══ Source material ══

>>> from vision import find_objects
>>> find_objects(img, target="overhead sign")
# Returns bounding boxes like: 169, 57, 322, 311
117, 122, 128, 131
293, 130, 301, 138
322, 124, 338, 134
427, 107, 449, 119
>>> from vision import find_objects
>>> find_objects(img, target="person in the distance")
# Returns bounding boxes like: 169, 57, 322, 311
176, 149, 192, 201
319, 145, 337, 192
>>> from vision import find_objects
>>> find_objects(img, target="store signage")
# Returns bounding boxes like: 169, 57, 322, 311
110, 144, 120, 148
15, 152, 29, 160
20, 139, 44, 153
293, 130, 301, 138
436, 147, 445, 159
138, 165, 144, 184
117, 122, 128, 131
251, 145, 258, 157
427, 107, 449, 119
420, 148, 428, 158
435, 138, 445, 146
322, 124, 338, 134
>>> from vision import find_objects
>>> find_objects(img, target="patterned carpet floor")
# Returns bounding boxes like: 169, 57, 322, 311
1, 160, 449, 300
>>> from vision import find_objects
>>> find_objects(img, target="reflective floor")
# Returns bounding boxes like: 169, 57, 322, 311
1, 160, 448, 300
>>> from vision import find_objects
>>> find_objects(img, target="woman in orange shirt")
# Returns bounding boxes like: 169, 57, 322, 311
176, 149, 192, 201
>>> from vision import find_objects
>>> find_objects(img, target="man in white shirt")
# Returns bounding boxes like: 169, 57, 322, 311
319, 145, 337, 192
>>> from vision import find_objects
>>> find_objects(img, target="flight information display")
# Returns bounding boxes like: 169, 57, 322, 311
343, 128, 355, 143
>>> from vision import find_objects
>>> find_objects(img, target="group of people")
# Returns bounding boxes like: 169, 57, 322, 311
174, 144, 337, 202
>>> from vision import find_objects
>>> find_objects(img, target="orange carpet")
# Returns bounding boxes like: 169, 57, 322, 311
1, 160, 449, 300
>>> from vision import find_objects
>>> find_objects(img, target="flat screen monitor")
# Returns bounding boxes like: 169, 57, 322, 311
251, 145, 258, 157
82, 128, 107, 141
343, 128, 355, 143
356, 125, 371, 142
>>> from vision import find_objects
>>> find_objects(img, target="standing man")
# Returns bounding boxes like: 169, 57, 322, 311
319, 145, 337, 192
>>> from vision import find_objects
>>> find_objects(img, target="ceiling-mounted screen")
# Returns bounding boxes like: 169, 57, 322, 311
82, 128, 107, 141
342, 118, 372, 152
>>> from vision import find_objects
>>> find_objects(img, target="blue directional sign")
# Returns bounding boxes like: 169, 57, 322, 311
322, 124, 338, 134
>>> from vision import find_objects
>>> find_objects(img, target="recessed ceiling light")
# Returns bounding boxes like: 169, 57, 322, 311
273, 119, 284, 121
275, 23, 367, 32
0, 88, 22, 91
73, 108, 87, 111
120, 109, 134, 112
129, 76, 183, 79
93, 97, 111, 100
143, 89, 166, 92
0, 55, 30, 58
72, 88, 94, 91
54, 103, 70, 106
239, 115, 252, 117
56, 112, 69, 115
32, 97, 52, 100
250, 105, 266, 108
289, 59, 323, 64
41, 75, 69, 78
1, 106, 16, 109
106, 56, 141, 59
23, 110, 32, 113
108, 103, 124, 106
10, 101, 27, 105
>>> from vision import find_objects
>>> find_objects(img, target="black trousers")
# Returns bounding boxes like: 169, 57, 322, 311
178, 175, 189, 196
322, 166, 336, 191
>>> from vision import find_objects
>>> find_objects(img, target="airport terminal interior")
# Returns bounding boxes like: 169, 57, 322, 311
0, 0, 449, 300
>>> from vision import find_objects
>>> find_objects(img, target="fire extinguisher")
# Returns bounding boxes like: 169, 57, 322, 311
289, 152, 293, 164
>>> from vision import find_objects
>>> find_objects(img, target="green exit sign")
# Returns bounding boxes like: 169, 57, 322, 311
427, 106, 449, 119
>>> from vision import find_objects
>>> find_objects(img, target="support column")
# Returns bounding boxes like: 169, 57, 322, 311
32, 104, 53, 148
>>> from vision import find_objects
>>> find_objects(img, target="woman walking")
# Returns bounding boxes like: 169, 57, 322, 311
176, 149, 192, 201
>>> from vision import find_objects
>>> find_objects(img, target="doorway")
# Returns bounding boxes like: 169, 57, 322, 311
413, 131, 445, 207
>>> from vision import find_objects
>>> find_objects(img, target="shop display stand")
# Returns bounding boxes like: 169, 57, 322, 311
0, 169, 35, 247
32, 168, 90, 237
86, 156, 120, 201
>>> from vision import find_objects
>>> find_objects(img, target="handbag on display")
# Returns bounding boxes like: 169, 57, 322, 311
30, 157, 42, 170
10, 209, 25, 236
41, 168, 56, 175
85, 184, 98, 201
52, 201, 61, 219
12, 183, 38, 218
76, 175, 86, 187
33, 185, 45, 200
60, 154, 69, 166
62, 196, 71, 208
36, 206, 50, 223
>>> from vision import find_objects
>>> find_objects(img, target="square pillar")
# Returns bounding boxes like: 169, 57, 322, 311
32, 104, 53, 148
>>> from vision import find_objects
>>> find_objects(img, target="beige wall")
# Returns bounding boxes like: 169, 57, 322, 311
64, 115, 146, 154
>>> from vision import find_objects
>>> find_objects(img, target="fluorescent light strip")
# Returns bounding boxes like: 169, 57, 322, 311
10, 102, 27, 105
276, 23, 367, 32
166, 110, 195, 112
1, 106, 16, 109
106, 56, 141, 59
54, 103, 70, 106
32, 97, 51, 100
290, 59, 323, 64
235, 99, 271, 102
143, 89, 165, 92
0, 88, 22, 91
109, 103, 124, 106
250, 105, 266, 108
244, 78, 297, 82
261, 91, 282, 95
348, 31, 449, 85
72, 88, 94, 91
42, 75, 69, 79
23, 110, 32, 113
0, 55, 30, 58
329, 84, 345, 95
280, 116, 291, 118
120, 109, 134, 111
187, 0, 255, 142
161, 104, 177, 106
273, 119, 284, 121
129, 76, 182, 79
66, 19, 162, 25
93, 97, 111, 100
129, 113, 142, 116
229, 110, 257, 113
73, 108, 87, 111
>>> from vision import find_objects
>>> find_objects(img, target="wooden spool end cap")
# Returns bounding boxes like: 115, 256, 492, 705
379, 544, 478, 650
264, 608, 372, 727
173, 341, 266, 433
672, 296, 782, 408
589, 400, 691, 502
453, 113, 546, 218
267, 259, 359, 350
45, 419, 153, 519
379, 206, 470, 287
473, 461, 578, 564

═══

Assigned task. Copy every line of the material in which the word "display" occurs.

Expected answer.
>>> find_objects(img, target="flight information display")
>>> find_objects(img, target="shop display stand")
>>> find_objects(img, target="handbag on display")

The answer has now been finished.